Object pointing dataset rows:

★ ★ ★ ★ ★

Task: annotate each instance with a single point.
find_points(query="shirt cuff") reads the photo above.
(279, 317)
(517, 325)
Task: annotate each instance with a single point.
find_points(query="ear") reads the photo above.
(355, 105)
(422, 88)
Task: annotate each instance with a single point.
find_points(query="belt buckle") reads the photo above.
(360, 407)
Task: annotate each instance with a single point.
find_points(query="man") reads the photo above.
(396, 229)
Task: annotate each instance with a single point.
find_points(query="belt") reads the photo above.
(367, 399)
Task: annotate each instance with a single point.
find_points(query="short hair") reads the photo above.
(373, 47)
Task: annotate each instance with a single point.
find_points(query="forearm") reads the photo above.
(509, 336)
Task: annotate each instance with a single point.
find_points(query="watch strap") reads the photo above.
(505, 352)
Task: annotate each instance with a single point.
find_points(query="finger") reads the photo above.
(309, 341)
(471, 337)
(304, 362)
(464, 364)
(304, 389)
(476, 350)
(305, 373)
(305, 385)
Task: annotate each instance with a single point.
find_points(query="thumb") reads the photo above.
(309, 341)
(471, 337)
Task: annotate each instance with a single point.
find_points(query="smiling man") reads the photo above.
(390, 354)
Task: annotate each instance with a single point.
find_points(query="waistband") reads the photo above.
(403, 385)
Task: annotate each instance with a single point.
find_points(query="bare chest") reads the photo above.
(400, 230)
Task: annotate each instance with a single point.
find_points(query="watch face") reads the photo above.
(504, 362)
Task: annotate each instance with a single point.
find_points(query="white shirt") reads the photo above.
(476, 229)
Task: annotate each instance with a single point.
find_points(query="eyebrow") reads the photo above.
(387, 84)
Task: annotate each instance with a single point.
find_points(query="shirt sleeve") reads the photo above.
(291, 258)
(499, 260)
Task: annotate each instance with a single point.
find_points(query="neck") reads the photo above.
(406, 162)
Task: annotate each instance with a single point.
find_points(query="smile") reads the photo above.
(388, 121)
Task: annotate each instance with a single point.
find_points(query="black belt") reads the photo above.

★ ★ ★ ★ ★

▶ STATED PROBLEM: Copy each line of the data above without altering a single character.

▶ ANSWER FOR THIS EXERCISE:
Task: annotate each instance with a single point.
find_points(query="shirt cuff") reads the photo above.
(279, 317)
(517, 325)
Task: annotate each instance with a single point.
find_points(query="ear") reads the photo above.
(355, 105)
(422, 88)
Task: annotate each instance with a single point.
find_points(query="belt buckle") reads the photo above.
(360, 407)
Task: annotate each instance with a single point.
find_points(query="man") reads the photo above.
(396, 229)
Task: annotate each instance with a single point.
find_points(query="belt") reads the photo above.
(367, 399)
Task: annotate each instance with a single point.
find_points(query="short hair") reads the photo above.
(373, 47)
Task: annotate each instance with a single point.
find_points(query="forearm") reads the photo above.
(509, 336)
Task: annotate each instance with a single point.
find_points(query="watch strap") reads the photo above.
(505, 352)
Task: annotate each instance with a single point.
find_points(query="finger") reads the photo above.
(309, 341)
(471, 337)
(304, 362)
(464, 364)
(304, 389)
(476, 350)
(305, 373)
(305, 385)
Task: annotate each instance with a single point.
find_points(query="thumb") reads the photo above.
(309, 341)
(471, 337)
Task: annotate each instance with a single point.
find_points(query="smiling man") reads the photo above.
(390, 354)
Task: annotate each instance with a single point.
find_points(query="waistband") reads the photo above.
(403, 385)
Task: annotate each instance with a single point.
find_points(query="bare chest") reads the photo above.
(400, 230)
Task: annotate each instance with a single point.
find_points(query="watch face") reads the photo above.
(504, 362)
Task: annotate each instance with a single point.
find_points(query="white shirt") reads the photo above.
(476, 229)
Task: annotate each instance with a single point.
find_points(query="eyebrow") reads the photo above.
(387, 84)
Task: annotate each instance with a single point.
find_points(query="shirt sleeve") reads the photo above.
(291, 258)
(499, 260)
Task: annotate each instance with a single point.
find_points(query="neck") reads the photo above.
(406, 162)
Task: annotate each instance with a single point.
find_points(query="smile") reads the photo above.
(388, 121)
Task: annotate each instance with a single point.
find_points(query="black belt") reads the photo above.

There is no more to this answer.